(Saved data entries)
::::::::::

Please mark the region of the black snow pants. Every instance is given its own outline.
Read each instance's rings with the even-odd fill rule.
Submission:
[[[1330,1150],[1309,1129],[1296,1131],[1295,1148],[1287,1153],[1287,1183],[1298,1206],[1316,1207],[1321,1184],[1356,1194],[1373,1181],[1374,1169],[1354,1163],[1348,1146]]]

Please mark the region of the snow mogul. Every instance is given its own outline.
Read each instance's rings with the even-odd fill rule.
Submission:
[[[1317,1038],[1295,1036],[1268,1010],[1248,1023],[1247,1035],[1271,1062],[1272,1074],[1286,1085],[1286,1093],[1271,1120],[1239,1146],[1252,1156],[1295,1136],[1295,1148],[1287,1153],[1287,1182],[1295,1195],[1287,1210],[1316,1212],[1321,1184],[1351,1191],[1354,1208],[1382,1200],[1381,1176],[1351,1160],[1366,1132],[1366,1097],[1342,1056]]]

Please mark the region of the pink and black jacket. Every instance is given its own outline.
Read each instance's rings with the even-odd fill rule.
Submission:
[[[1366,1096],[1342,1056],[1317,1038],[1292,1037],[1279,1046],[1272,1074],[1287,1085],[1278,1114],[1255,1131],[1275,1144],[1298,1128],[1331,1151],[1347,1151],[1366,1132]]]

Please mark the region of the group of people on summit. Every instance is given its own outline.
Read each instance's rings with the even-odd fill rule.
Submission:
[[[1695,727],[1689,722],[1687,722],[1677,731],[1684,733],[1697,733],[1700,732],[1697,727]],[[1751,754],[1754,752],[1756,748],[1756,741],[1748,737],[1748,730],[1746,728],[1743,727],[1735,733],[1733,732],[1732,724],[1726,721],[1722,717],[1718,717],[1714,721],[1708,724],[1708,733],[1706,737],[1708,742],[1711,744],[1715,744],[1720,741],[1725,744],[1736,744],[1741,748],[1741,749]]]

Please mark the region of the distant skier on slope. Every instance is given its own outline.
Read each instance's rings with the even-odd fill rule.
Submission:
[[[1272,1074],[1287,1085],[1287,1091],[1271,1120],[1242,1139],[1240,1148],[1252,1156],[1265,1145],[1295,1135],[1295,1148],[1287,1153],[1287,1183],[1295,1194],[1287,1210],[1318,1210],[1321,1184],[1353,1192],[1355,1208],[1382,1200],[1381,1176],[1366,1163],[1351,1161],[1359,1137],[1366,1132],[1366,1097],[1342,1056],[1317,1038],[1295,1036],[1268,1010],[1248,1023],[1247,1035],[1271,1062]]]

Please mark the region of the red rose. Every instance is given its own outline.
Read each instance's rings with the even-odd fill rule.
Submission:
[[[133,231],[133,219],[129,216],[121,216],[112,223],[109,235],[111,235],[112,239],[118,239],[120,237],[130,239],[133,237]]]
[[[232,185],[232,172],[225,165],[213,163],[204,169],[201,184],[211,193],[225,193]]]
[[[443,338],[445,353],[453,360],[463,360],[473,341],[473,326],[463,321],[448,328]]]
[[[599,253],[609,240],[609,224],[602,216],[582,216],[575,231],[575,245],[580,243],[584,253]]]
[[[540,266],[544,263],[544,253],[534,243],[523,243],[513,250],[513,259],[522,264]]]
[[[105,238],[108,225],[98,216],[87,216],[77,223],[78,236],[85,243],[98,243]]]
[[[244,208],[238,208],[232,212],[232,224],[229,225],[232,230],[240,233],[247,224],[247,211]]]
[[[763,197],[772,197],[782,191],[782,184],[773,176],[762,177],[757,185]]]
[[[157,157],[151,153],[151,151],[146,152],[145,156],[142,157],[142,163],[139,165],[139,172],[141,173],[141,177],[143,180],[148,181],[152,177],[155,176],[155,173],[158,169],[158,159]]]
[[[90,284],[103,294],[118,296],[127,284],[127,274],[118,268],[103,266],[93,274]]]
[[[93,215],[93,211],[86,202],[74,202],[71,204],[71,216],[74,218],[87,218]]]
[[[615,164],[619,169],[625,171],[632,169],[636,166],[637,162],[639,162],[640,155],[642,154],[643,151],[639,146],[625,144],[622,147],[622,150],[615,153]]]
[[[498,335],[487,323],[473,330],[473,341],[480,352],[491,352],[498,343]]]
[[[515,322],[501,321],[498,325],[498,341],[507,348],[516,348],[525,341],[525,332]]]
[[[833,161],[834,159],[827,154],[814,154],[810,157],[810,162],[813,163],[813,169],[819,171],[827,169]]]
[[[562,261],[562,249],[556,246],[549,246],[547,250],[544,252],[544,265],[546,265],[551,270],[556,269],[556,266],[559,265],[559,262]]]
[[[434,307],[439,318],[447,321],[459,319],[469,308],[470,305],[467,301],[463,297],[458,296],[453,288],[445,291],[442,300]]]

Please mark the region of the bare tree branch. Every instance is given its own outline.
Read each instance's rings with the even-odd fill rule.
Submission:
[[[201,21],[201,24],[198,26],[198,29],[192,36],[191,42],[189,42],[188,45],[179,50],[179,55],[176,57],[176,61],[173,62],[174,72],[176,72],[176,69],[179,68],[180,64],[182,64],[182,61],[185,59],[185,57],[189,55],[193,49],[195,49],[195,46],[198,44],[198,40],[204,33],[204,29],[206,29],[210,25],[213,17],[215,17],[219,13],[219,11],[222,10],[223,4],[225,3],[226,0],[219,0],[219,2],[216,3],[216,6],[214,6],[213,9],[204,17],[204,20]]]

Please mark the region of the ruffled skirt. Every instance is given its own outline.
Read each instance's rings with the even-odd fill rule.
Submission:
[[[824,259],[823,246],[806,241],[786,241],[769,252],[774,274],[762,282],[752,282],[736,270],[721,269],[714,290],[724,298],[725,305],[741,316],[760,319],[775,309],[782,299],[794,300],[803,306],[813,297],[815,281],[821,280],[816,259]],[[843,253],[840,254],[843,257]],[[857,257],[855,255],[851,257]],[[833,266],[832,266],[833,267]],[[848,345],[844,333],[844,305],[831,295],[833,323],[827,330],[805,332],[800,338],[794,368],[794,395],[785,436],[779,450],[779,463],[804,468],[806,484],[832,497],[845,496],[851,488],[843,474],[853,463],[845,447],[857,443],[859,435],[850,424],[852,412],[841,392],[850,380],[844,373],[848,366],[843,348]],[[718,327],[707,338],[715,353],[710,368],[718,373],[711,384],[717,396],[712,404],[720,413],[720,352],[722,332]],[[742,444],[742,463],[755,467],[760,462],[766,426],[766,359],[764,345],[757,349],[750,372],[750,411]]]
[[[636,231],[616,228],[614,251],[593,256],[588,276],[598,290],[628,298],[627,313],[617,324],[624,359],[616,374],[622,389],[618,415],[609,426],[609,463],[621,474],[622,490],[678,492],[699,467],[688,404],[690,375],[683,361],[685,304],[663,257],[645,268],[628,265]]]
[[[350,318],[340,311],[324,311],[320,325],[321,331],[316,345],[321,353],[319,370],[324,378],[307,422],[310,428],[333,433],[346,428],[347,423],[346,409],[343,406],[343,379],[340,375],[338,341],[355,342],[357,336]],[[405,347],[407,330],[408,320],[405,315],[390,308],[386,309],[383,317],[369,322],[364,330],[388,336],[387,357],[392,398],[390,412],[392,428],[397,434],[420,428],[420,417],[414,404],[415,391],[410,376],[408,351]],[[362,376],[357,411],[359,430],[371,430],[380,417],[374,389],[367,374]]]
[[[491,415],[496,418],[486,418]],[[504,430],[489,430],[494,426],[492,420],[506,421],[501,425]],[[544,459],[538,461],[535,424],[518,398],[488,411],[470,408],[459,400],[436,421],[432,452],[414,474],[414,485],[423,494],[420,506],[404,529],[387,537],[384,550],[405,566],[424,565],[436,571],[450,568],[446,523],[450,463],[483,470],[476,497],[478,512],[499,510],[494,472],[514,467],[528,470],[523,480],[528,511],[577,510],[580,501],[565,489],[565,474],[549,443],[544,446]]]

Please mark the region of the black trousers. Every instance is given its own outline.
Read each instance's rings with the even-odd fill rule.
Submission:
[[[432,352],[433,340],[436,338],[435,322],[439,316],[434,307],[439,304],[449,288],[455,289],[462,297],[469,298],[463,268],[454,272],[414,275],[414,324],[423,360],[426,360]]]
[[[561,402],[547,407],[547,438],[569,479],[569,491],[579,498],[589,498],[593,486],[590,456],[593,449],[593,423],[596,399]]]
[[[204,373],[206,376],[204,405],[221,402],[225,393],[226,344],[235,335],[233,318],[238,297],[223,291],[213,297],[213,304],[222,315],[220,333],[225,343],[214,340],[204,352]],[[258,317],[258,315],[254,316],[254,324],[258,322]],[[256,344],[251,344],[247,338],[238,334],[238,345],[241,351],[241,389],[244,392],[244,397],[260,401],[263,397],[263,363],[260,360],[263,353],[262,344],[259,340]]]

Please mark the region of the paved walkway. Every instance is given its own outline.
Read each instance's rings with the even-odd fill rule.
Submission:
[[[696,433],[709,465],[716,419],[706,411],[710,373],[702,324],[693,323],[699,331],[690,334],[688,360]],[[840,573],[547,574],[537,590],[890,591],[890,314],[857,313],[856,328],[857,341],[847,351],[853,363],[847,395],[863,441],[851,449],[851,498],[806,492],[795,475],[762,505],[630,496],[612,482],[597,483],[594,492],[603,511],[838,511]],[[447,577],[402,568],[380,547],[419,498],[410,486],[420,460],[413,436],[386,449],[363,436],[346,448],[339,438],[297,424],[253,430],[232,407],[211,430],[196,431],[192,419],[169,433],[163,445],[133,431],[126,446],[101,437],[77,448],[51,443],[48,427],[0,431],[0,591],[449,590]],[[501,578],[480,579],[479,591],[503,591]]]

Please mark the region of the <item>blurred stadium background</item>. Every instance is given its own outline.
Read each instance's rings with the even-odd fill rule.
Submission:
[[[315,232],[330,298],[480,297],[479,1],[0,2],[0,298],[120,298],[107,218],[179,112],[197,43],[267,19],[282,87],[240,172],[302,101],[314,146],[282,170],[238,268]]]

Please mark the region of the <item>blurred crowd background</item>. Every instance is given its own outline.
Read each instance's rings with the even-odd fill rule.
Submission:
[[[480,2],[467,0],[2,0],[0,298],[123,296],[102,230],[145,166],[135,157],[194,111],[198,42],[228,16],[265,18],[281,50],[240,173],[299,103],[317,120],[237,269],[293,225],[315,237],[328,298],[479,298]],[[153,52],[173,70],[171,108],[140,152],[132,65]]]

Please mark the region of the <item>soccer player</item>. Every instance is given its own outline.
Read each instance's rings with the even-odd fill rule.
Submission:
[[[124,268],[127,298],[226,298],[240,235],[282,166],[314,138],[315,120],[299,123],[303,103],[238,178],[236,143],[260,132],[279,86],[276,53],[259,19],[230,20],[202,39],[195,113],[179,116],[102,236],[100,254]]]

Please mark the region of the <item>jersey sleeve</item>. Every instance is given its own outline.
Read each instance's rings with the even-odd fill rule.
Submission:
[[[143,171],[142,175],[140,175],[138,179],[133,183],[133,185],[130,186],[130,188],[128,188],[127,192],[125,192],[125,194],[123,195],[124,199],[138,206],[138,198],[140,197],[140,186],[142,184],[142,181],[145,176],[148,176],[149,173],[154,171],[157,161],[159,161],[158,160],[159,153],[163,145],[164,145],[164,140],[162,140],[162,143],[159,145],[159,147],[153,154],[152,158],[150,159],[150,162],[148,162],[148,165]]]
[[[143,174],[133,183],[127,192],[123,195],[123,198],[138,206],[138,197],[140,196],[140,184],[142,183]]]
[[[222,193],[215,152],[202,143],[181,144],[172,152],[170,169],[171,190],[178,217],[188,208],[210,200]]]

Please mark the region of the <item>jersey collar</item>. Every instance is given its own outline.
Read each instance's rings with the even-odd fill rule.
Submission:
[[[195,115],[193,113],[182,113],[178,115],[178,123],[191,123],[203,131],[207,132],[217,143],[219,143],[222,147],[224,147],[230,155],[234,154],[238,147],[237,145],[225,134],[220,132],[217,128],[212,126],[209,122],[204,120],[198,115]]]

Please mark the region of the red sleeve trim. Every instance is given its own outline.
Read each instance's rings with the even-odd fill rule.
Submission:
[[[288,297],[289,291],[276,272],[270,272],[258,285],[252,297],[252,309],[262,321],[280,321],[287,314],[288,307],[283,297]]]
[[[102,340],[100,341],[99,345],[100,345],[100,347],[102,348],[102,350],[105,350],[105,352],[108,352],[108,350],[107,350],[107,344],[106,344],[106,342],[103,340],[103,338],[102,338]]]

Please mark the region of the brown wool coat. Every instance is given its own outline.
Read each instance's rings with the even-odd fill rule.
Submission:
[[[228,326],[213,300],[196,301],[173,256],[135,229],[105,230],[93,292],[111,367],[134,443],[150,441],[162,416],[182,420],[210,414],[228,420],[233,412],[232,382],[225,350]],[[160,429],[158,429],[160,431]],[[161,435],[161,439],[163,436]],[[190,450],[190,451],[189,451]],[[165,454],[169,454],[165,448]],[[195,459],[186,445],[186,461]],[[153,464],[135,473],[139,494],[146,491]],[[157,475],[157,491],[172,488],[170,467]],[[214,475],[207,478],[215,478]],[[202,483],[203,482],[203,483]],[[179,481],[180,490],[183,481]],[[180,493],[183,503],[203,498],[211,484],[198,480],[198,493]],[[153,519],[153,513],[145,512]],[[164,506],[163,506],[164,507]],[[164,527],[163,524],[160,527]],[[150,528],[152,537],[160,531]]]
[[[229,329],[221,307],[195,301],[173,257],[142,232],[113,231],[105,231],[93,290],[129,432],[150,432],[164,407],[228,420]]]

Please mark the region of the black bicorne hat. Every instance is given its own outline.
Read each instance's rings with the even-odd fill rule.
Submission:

::::::::::

Go over the records above and tally each line that includes "blurred". Give the total by itself.

> ANSWER BOX: 2